ALCUNI PERSONAGGI SU CUI OCCORRE INVESTIGARE PIU’ A FONDO
Nei primi decenni del XII secolo la storia di Sorrento, soprattutto in seguito ad intrecci dinastici, si è più volte incrociata con quella di Capua con effetti che, a nostro parere, non sono mai stati collocati nella giusta dimensione.
Resta il fatto che la cordialità dei rapporti tra i due principati ha prodotto risultati di grandissima importanza.
Come quelli desumibili dalla storia e dall’analisi delle vicende di alcuni personaggi che, al proprio nome, associarono il predicato “di Sorrento”.

ROBERTO DI SORRENTO: UN PERSONAGGIO DA RIVALUTARE
La figura di Roberto di Sorrento merita sicuramente un discorso più approfondito di quello che ci apprestiamo a sviluppare.
Egli, in realtà, nacque dal matrimonio tra Giordano II, Principe di Capua e Gaitelgrima figlia di Sergio, Principe di Sorrento. A lungo governò lo Stato ricevuto in ragione della discendenza paterna.
Dopo aver appoggiato l’ascesa al trono del primo Re normanno (Ruggiero), Roberto presto diventò l’interlocutore privilegiato di Papa Innocenzo II e di Bernardo di Chiaravalle per favorire le  rivendicazioni e la discesa nel Mezzogiorno dell’ Imperatore Lotario.
Riconosciuto capo della rivolta che si scatenò in Puglia (e che vide impegnati in prima linea i Conti del “tacco d’ Italia”) contro il monarca appena incoronato dall’ Antipapa Anacleto, Roberto II  ebbe un grave torto: quello di non dare – quando avrebbe potuto – il “colpo di grazia” al suo avversario.
Il 24 luglio 1132, dopo aver a lungo combattuto, con alterne vicende, tra Nocera e Scafati, il capo dei rivoltosi, alla testa di un esercito forte di tremila fanti e quarantamila militi, riuscì a sbaragliare le truppe di Ruggiero ed a costringere il re a fuggire a Salerno.

================================

ESERCIZIO SCRITTO 1 - Trascrivi dal testo su Sorrento e Capua il brano che comincia con "Resta il fatto" e prosegue fino a "dell’ Imperatore Lotario.".
ESERCIZIO SCRITTO 2 - Riscrivi come elenco puntato il paragrafo del testo su Sorrento e Capua che inizia con "Dopo aver appoggiato l’ascesa al trono", conservandone i fatti principali.
Per rispondere basati soltanto sul testo su Sorrento e Capua.

================================

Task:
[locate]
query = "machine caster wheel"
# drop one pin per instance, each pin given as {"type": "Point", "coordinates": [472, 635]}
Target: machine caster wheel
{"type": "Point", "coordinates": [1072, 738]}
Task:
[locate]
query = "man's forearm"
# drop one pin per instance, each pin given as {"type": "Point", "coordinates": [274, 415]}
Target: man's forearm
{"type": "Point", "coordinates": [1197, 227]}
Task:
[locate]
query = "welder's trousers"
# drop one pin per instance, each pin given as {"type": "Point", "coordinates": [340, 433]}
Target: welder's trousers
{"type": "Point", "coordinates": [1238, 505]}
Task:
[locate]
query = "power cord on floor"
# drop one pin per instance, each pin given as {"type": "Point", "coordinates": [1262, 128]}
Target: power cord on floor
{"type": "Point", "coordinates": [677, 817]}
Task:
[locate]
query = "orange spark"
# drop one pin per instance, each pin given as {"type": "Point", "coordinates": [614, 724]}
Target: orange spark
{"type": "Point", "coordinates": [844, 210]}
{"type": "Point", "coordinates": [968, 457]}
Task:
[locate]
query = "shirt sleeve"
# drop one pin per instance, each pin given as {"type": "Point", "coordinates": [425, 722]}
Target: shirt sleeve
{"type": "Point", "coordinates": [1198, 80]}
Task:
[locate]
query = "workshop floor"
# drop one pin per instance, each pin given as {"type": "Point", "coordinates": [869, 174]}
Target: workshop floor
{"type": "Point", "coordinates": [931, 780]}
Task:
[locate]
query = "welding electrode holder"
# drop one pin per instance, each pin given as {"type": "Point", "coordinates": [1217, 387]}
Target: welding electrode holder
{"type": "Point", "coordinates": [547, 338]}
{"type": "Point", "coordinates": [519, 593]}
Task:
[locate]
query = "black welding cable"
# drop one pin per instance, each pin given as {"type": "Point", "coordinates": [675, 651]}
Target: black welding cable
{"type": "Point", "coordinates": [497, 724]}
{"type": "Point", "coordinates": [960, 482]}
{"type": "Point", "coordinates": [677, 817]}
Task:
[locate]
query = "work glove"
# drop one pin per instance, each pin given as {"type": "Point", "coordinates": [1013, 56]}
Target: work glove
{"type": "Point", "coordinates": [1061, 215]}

================================

RISULTATO 1 -
Resta il fatto che la cordialità dei rapporti tra i due principati ha prodotto risultati di grandissima importanza.
Come quelli desumibili dalla storia e dall’analisi delle vicende di alcuni personaggi che, al proprio nome, associarono il predicato “di Sorrento”.

ROBERTO DI SORRENTO: UN PERSONAGGIO DA RIVALUTARE
La figura di Roberto di Sorrento merita sicuramente un discorso più approfondito di quello che ci apprestiamo a sviluppare.
Egli, in realtà, nacque dal matrimonio tra Giordano II, Principe di Capua e Gaitelgrima figlia di Sergio, Principe di Sorrento. A lungo governò lo Stato ricevuto in ragione della discendenza paterna.
Dopo aver appoggiato l’ascesa al trono del primo Re normanno (Ruggiero), Roberto presto diventò l’interlocutore privilegiato di Papa Innocenzo II e di Bernardo di Chiaravalle per favorire le  rivendicazioni e la discesa nel Mezzogiorno dell’ Imperatore Lotario.

RISULTATO 2 -
- Roberto sostenne l’ascesa al trono di Ruggiero, il primo re normanno.
- Presto divenne l’interlocutore privilegiato di papa Innocenzo II e di Bernardo di Chiaravalle.
- Questo ruolo serviva a favorire le rivendicazioni dell’imperatore Lotario e la sua discesa nel Mezzogiorno.